Required work.
Output the records below again, precisely as they are written.

Material for the task.
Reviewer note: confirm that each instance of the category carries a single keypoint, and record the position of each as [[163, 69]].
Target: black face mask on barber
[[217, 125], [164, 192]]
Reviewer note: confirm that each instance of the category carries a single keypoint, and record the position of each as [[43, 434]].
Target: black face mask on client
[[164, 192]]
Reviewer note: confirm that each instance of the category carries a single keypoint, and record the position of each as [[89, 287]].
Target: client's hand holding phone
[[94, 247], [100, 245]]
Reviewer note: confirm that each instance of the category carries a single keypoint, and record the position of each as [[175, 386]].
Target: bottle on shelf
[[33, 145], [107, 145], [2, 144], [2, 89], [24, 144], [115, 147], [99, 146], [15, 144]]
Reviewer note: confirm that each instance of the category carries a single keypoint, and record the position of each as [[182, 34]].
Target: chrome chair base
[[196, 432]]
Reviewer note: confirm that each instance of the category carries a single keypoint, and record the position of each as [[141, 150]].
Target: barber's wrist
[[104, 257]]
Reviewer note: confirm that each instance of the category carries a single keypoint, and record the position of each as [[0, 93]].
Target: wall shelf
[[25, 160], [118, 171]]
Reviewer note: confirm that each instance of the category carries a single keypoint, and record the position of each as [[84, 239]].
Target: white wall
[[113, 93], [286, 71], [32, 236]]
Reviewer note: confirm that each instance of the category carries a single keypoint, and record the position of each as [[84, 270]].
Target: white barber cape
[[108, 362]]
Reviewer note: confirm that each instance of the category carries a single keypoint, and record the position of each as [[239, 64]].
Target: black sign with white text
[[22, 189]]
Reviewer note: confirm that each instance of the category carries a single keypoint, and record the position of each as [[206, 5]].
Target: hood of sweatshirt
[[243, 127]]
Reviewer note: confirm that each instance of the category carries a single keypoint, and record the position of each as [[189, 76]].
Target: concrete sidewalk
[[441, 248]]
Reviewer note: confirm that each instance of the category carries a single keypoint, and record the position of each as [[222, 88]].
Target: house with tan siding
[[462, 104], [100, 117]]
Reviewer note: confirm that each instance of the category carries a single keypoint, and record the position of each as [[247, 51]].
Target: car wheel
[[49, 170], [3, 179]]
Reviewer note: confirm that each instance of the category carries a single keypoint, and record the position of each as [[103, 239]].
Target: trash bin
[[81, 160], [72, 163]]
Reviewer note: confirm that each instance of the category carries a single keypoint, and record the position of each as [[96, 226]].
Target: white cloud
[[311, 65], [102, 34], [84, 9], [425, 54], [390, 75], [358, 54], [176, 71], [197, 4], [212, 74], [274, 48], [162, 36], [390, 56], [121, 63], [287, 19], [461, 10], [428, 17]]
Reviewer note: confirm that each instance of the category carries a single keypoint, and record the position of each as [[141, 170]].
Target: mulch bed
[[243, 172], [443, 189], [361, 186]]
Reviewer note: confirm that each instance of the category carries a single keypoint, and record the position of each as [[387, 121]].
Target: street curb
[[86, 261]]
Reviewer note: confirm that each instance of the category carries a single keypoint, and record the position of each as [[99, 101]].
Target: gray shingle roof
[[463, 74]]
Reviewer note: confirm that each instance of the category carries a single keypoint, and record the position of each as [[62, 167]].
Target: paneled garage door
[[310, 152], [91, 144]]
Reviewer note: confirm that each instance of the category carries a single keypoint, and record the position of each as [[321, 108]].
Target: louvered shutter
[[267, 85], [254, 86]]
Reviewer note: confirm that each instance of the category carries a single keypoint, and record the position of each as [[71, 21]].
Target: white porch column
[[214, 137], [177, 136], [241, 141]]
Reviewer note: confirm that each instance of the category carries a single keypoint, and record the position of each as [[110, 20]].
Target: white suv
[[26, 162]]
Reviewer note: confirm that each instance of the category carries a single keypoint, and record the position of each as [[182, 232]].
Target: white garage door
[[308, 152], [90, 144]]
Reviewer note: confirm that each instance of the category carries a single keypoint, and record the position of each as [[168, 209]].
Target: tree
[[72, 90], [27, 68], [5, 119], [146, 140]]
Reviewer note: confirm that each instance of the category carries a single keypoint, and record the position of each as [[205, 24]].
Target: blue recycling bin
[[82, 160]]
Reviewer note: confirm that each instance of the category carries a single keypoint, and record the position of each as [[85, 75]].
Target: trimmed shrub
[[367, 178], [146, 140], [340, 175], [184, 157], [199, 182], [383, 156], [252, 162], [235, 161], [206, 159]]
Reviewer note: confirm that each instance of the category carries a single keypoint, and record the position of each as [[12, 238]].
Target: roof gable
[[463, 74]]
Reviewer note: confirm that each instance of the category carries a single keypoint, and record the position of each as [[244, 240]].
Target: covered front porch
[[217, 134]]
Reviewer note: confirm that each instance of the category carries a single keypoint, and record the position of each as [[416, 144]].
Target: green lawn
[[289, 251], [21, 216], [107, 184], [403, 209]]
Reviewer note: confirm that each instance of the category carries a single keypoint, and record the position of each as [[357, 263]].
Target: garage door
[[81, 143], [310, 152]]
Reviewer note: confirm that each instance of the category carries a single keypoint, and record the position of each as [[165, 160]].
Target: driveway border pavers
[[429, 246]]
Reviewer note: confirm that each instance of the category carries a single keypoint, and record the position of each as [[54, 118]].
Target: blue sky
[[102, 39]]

Answer area.
Reviewer note: confirm that each instance of the category carries a single keypoint, and record the position of each as [[163, 69]].
Target: black face mask on barber
[[217, 125], [164, 192]]
Reviewer note: confirm that each instance of the category carries a single keypoint, and record the position of each as [[43, 434]].
Target: black face mask on client
[[164, 192]]
Reviewer note: confirm that each instance of the category carries a single keypoint, and record the position of each as [[89, 287]].
Target: client's hand holding phone
[[94, 247], [100, 245]]
Reviewer note: confirm that each instance of the category carries a single keypoint, and record the position of each as [[175, 386]].
Target: bottle on shelf
[[33, 145], [107, 145], [2, 144], [2, 89], [24, 144], [115, 147], [99, 146], [15, 144]]
Reviewer note: confirm that each instance of the category carries a single keypoint, and record the position of each as [[182, 34]].
Target: chrome chair base
[[196, 432]]
Reviewer note: confirm that each instance of the category carries a single keypoint, and record the position of each as [[141, 150]].
Target: barber's wrist
[[104, 257]]
Reviewer note: confirm that each instance of the category carries a single keypoint, and record the position of each as [[0, 93]].
Target: wall shelf
[[25, 160], [118, 171]]
Reviewer note: confirm that each instance of the category carries a single keypoint, and record the position of each as [[84, 239]].
Target: white wall
[[113, 93], [286, 71], [32, 236]]
Reviewer note: confirm that each instance of the category carries a single keypoint, and record the position of each as [[84, 270]].
Target: white barber cape
[[108, 362]]
Reviewer note: confirm that each instance of the category carries a single keypoint, and record the position of each as [[239, 64]].
Target: black sign with white text
[[22, 189]]
Reviewer note: confirm that each instance of the category carries a single keypoint, and record the position of each as [[206, 5]].
Target: hood of sweatshirt
[[243, 127]]
Reviewer note: confirm that each instance of the category carries a single keypoint, and record the position of each as [[189, 76]].
Target: concrete sidewalk
[[441, 248]]
Reviewer note: confirm that each instance of the category carries a single keypoint, and record the position of each as [[222, 88]].
Target: house with tan siding
[[462, 104], [100, 117]]
Reviewer note: confirm that each instance of the category carries a single keypoint, and record the position of each as [[247, 51]].
Target: car wheel
[[49, 170], [3, 179]]
Reviewer note: confirm that each instance of the category carries a single keypoint, and record the position of each as [[103, 239]].
Target: trash bin
[[81, 160], [72, 163]]
Reviewer note: confirm that each instance of the category carries a single keypoint, and record the position of each as [[96, 226]].
Target: white cloud
[[311, 65], [102, 34], [84, 9], [425, 54], [390, 75], [358, 54], [176, 71], [197, 4], [212, 74], [274, 48], [162, 36], [390, 56], [121, 63], [287, 19], [461, 10], [428, 17]]
Reviewer note: confirm that each instance of the category carries a single keypoint, and record the position of each as [[141, 170]].
Target: mulch bed
[[243, 172], [443, 189], [361, 186]]
Reviewer note: confirm that each instance of the category carries a single keypoint, and record the position of each as [[387, 121]].
Target: street curb
[[86, 261]]
Reviewer note: confirm that each instance of the category carries a single keypoint, and record the position of each as [[99, 101]].
Target: gray shingle roof
[[463, 74]]
Reviewer note: confirm that each instance of the category carries a single keypoint, and record the position of each as [[62, 167]].
Target: paneled garage door
[[310, 152], [91, 144]]
Reviewer note: confirm that each instance of the category carries a single keypoint, and record the position of each as [[321, 108]].
Target: louvered shutter
[[267, 85], [254, 86]]
Reviewer note: confirm that each instance of the category carries a single keypoint, and record the position of each as [[71, 21]].
Target: white porch column
[[214, 137], [177, 136], [241, 141]]
Reviewer note: confirm that each instance of the category carries a single keypoint, and record the position of each as [[110, 20]].
Target: white suv
[[26, 162]]
Reviewer note: confirm that each instance of the category carries a single keypoint, and record the position of each as [[182, 232]].
Target: white garage door
[[308, 152], [90, 144]]
Reviewer note: confirm that each instance of the category carries a single keypoint, and record the position of each as [[168, 209]].
Target: tree
[[72, 90], [27, 68], [5, 119], [146, 140]]
Reviewer note: confirm that each instance of the category carries a single keypoint, and record the position of each as [[205, 24]].
Target: blue recycling bin
[[82, 160]]
Reviewer note: confirm that each instance of the category carries a single keypoint, and record the position of each as [[85, 75]].
Target: trimmed shrub
[[367, 178], [146, 140], [340, 175], [184, 157], [199, 182], [383, 156], [252, 162], [235, 161], [206, 159]]
Reviewer note: confirm that each instance of the category carries a single keypoint, and record the position of each as [[12, 238]].
Target: roof gable
[[463, 74]]
Reviewer note: confirm that each instance of the category carries a single keypoint, and record the position of each as [[244, 240]].
Target: covered front porch
[[217, 134]]
Reviewer note: confirm that each instance of the category carries a single keypoint, and record the position of each as [[416, 144]].
Target: green lawn
[[289, 251], [21, 216], [107, 184], [403, 209]]
Reviewer note: confirm that each instance of the category carries a single keypoint, and record the position of each as [[357, 263]].
Target: garage door
[[81, 143], [310, 152]]
Reviewer note: confirm that each instance of the category carries a single keypoint, and record the position of each as [[165, 160]].
Target: driveway border pavers
[[429, 246]]
Reviewer note: confirm that each instance of the category carries a single keypoint, and record the position of each as [[54, 118]].
Target: blue sky
[[102, 39]]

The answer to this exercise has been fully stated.